» To do
(1) According to the passage on ROS node connections, what does each node report to the master process in the current ROS system?
(2) Revise the passage on ROS node connections, starting with "Because the decisions" and going on through "which were created.", replacing "temporary loss of network" with "brief network outage".
(3) Carry on writing the passage on ROS node connections from the point where it stops.
+++ Source passage
The above constraints do not at all describe the method by which messages over topics are delivered to various nodes of the graph, this is known as the data layer graph. It is the responsibility of some entity, or entities, to use this computational graph (and optionally the information about process and machine layout) to decide how the data layer graph should be implemented and then execute that implementation.

In the current ROS system, each node reports its address and configuration to a master process which coordinates the graph. The master is responsible for maintaining the graph state and notifying nodes of relevant changes to the graph, e.g. a new publisher of a topic which this node subscribes to was created. The nodes will then initiate connections to other nodes where appropriate, so in this sense the nodes are somewhat autonomous. One could argue that ROS should have multiple masters rather than sharing one master amongst multiple machines, or that there should be no master and all of the nodes should be completely autonomous.The point here is that there is no one-size fits all solution, therefore this paper will try to identify ways that these discovery and negotiation steps can be abstracted such that many different implementations may be supported.

Use Cases

For the proposed solution to this design space, this paper will build up the interfaces in layers, such that for different use cases the process can be gracefully degraded. Therefore, this paper will list the use cases in order of complexity.

Statically Configured Nodes

The most basic use case is where each node is given a list of declarative instructions on how to connect to the data layer. These instructions would likely come in the form of url’s, but would be of the notion “Connect to Topic <topic> of type <msg_type> via <protocol>://<address>:<port>/ using <transport> and <serialization>”. A more concrete example might be “Connect to Topic /foo of type pkg/Foo via udpm:// using <zmq_pgm> and <protobuf>”.

The basic building block that this requires is that nodes provide an API which allows something to instruct the node to establish some connection (“connect_to”) and to map publishers and subscribers to a given connection (“map_to”). The program parsing the declarative instructions would just iterate over the instructions, calling this “connect_to” function for each url and then the “map_to” function on each publisher and subscriber.

It should be noted that at this point, this “map_to” call should fail if the node is asked to do something which it has not previously set itself up to do, e.g. a node is asked to map a topic and subscriber to a connection for which it has not created a Subscriber instance. This constraint implies the need for a life cycle where any publishers and subscribers are instantiated by the node in one step and then connections are made in another step.

Because the decisions about how to connect to the data layer are static, it also removes the possibility for dynamically creating publishers and subscribers on the fly because no entity will be watching for new publishers/subscribers and dynamically determining and executing data layer connections.

Another point is that when nodes loose connection with each other on the data layer (temporary loss of network), the node implementation which calls “connect_to” would be responsible for issuing a new “connect_to” after the connection dies. This implies there should be away to introspect the node by polling it or by getting notifications about the state of the underlying connections which were created.

Statically Configured Graph

The next more complicated system is one where each node starts and waits for an outside process to tell it how to make its connections to the data layer. In this scenario a central authority has the static configuration of all node addresses and knows how they should be connected to each other in the data layer. In order to execute this, the central authority needs to be able to call the previously described “connect_to” and “map_to” functions remotely.

This adds the necessity for a node to provide an RPC interface for the “connect_to” and “map_to” functions.
++++++
+++ Raw records
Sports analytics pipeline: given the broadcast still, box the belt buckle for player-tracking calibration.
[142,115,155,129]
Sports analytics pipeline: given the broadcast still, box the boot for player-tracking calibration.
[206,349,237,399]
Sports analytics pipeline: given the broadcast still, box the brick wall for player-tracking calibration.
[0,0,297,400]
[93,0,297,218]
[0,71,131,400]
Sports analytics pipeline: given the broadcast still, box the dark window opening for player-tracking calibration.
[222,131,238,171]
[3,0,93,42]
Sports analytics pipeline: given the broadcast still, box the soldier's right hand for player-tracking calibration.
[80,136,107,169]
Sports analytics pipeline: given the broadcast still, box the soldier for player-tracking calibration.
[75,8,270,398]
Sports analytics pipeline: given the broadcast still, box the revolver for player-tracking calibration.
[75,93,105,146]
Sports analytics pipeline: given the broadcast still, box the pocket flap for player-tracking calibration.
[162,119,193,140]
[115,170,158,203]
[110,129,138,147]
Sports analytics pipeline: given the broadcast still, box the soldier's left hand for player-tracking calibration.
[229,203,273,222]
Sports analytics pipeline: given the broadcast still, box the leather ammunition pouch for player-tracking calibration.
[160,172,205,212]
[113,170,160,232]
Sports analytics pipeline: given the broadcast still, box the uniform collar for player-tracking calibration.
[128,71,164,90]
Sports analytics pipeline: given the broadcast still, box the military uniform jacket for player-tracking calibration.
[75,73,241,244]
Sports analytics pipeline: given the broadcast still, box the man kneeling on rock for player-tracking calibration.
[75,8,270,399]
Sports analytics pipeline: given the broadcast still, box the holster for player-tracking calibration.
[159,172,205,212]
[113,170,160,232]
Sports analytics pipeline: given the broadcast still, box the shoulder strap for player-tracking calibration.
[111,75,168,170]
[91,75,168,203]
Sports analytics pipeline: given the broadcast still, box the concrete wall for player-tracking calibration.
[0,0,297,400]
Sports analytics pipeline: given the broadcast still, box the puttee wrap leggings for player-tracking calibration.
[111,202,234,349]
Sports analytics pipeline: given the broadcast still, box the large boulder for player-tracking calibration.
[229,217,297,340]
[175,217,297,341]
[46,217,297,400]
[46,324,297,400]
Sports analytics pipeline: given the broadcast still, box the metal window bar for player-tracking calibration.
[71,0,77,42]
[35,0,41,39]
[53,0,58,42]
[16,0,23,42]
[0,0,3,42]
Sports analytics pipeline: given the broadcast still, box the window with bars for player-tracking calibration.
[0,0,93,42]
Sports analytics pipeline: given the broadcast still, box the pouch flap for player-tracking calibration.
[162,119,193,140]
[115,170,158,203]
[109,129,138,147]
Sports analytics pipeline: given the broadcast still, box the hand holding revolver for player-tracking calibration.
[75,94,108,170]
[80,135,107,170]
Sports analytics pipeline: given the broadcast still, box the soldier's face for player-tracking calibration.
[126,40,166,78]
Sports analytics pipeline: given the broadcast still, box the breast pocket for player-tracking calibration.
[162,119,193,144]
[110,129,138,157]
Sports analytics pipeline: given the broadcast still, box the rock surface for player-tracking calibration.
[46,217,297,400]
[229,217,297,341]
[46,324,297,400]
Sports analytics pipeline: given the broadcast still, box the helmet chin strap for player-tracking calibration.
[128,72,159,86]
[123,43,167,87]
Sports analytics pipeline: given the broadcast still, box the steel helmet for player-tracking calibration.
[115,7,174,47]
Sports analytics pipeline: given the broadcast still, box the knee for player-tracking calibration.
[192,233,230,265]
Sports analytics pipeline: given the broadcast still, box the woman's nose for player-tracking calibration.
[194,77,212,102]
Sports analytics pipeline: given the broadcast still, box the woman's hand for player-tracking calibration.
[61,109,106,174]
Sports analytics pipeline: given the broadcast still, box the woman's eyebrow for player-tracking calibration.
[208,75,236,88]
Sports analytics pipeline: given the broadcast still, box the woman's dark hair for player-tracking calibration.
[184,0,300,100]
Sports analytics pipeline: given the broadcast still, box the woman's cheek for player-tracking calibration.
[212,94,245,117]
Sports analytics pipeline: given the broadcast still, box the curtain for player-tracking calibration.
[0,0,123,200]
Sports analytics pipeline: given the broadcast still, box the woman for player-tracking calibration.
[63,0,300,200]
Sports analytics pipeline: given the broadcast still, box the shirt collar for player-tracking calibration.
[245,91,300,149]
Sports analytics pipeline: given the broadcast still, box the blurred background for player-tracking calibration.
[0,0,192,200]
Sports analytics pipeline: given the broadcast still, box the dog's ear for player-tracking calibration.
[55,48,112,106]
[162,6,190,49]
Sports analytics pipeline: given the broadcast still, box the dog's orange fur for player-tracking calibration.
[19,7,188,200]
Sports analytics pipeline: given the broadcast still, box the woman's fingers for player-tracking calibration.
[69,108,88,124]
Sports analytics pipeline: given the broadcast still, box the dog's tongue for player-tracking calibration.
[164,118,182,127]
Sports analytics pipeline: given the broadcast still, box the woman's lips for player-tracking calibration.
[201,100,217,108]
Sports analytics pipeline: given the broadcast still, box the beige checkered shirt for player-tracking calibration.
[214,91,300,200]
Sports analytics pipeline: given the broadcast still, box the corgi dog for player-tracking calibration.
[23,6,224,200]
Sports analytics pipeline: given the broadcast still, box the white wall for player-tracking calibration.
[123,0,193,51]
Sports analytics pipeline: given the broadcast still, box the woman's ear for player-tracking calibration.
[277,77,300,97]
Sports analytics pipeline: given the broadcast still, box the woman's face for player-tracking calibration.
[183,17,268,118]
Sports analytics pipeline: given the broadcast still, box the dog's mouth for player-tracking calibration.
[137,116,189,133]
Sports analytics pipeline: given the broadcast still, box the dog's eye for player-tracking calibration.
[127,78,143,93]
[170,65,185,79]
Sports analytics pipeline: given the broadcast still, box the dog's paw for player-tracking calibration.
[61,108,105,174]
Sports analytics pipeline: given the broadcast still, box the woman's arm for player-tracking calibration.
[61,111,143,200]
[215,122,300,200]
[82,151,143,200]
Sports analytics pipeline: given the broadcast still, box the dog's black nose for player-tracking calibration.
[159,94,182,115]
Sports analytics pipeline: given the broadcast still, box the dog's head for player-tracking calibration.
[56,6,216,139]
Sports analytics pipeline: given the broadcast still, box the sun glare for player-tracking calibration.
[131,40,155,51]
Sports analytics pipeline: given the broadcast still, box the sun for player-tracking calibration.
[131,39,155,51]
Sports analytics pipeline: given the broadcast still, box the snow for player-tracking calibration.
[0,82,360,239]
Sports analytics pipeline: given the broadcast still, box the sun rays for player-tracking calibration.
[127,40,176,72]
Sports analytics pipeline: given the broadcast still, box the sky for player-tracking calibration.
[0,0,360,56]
++++++
» The responses
(1) Each node reports its address and configuration.

(2)
Because the decisions about how to connect to the data layer are static, it also removes the possibility for dynamically creating publishers and subscribers on the fly because no entity will be watching for new publishers/subscribers and dynamically determining and executing data layer connections.

Another point is that when nodes loose connection with each other on the data layer (brief network outage), the node implementation which calls “connect_to” would be responsible for issuing a new “connect_to” after the connection dies. This implies there should be away to introspect the node by polling it or by getting notifications about the state of the underlying connections which were created.

(3)
Like the previous use case, ideally someone should be monitoring the state of the connections, reactivating them if necessary. If the central authority has this responsibility then it should have some way of introspecting the state of these connections. This leads to a need for introspection of graph participants be available externally as well.

The main evolution of required functionality for this system over the previous one is that graph participant’s interfaces must be remotely accessible. The ability to remotely access the “connect_to” and “map_to” functions is a requirement, where as the ability to access the node’s state remotely is only required when an external process is monitoring the connections that were established.

A Fork in the Features

This is were the system features matrix forks. There are two glaring limitations of the previous use cases:

  • Nodes have no general way to notify the rest of the graph about events, events like:

    • node life cycle state changed
    • heartbeat
    • connection_established/connection_lost
    • mapping_established/mapping_lost
    • etc…
  • The list of nodes and their addresses, publishers, subscribers, etc. are statically maintained, which prevents:

    • dynamically computing the data layer connections
    • dynamically adding nodes
    • dynamically adding publishers and subscribers

The first limitation is about having the ability to introspect the changes in the data layer graph so that the system can react dynamically to things like dropped connections. The second limitation is about having the ability to dynamically discover and manipulate the layout of the computational graph which might in turn change the data layer graph.

First this paper will look at how the system can be dynamically configured.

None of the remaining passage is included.